*Work instructions:* A verbatim transcript of the data below is required, images omitted.

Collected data
★ ★ ★

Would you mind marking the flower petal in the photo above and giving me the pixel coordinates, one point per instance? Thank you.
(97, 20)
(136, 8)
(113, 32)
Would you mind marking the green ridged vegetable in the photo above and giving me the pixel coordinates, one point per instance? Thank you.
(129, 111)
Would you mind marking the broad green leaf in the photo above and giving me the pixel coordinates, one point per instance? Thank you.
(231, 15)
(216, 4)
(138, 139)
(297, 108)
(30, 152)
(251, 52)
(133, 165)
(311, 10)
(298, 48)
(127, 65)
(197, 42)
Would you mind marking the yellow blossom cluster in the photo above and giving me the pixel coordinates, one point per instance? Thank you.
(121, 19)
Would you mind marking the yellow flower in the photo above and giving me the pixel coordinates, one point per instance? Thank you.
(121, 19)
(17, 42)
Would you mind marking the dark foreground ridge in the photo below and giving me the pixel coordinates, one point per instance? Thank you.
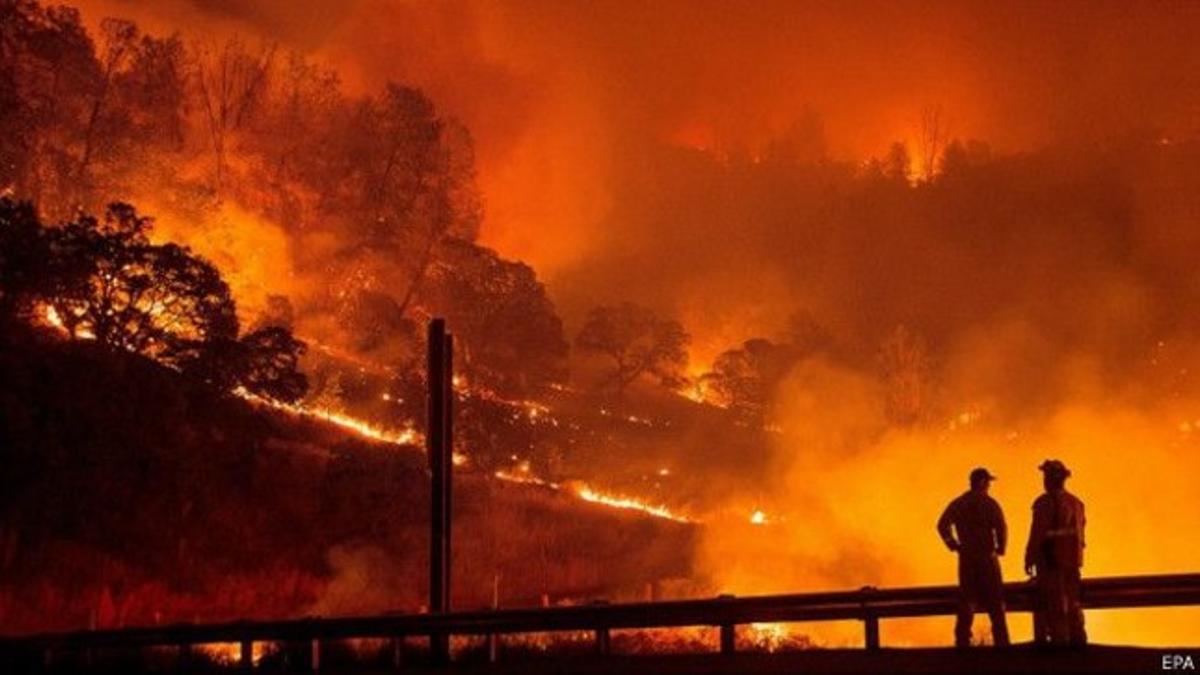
(1021, 658)
(312, 641)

★ ★ ★

*Answer for the task:*
Would you mind marking the flower petal in the photo above and giving me the pixel coordinates, one point per instance? Thank you.
(97, 20)
(136, 8)
(113, 32)
Would you mind marking the green ridged vegetable in the photo above and giving me the pixel coordinates, one point per instance? Thank you.
(129, 111)
Would you mind marking the broad green leaf in the photo above and giving me the pixel coordinates, one point per instance? Thank you.
(231, 15)
(216, 4)
(138, 139)
(297, 108)
(30, 152)
(251, 52)
(133, 165)
(311, 10)
(298, 48)
(127, 65)
(197, 42)
Would you mind marking the yellow blossom cluster in the photo above and giving me the pixel coordinates, one point per instance? Thank you.
(121, 19)
Would you mind marking the yellow flower in the photo above and giving me the pixel coordinates, one point per instance? Thank you.
(121, 19)
(17, 42)
Would you mind marking the dark foreground ridge in the photo below and giving me the pixel coordinates, one point per instance? Thank you.
(1021, 658)
(312, 641)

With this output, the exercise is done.